* **Reading passage**:
.....

Re: [PATCH] cpumask: Create dedicated kmem cache for cpumask var

From: Yury Norov
Date: Wed Mar 20 2024 - 13:47:04 EST


On Wed, Mar 20, 2024 at 10:03:02AM +0100, Rasmus Villemoes wrote:
> On 19/03/2024 13.24, Dawei Li wrote:
> > alloc_cpumask_var_node() and friends allocate cpumask var dynamically
> > for CONFIG_CPUMASK_OFFSTACK=y kernel. The allocated size of cpumask var
> > is cpumask_size(), which is runtime constant after nr_cpu_ids is
> > freezed.
> >
> > Create a dedicated kmem cache for dynamic allocation of cpumask var.
>
> Why?

Hi Dawei,

Agree with Rasmus. CPUMASK_OFFSTACK=y is quite a rare configuration,
normally disabled. Can you show the architecture that you're working
with and how the cache you're adding affects performance.

> > The window for creation of cache is somewhat narrow:
> > - After last update of nr_cpu_ids(via set_nr_cpu_ids())
> > - After kmem cache is available.
> > - Before any alloc_cpumask_var_node() invocations(sched_init() e.g).

Not only narrow but also not uniform across platforms. For example,
on XEN xen_smp_count_cpus() may adjust nr_cpu_ids. I don't think that
people runn XEN with CPUMASK_OFFSTACK=y, but you have to make sure
that your cache is always created before the 1st allocation.

.....

* **Dataset section**:

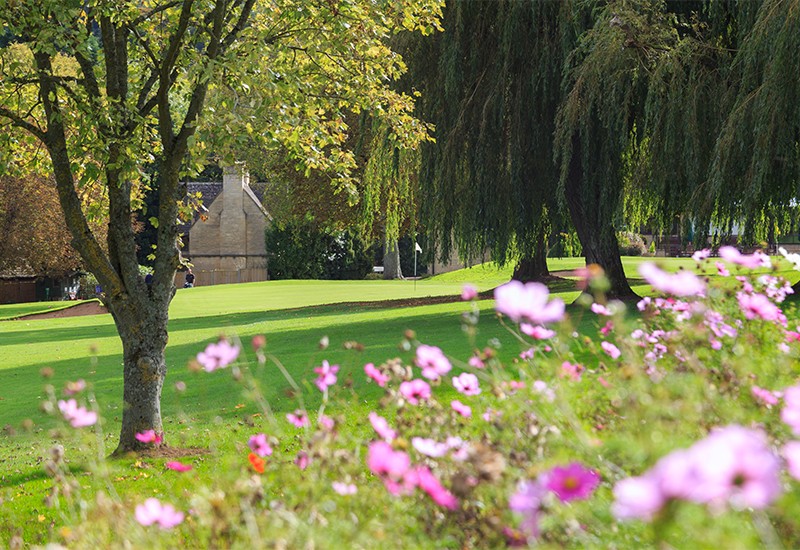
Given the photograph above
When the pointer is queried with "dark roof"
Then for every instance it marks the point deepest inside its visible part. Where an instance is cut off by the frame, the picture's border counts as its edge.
(210, 190)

.....

* **Tasks to carry out**:
1. Answer these from the cpumask thread, one line each:
(a) For which kernel configuration do alloc_cpumask_var_node() and friends allocate cpumask var dynamically?
(b) Through which function is nr_cpu_ids last updated?
(c) On XEN, which function may adjust nr_cpu_ids?
2. According to the cpumask thread, why is the window for creating the cache not uniform across platforms? Answer in one to three sentences.
3. Write out the part of the cpumask thread from "On Wed, Mar" to "of cpumask var.".

* **Solutions to the problems**:
1.
(a) CONFIG_CPUMASK_OFFSTACK=y
(b) set_nr_cpu_ids()
(c) xen_smp_count_cpus()

2. Some platforms can still change nr_cpu_ids. On XEN, for example, xen_smp_count_cpus() may adjust it, so the cache must be created before the first allocation on every platform.

3.
On Wed, Mar 20, 2024 at 10:03:02AM +0100, Rasmus Villemoes wrote:
> On 19/03/2024 13.24, Dawei Li wrote:
> > alloc_cpumask_var_node() and friends allocate cpumask var dynamically
> > for CONFIG_CPUMASK_OFFSTACK=y kernel. The allocated size of cpumask var
> > is cpumask_size(), which is runtime constant after nr_cpu_ids is
> > freezed.
> >
> > Create a dedicated kmem cache for dynamic allocation of cpumask var.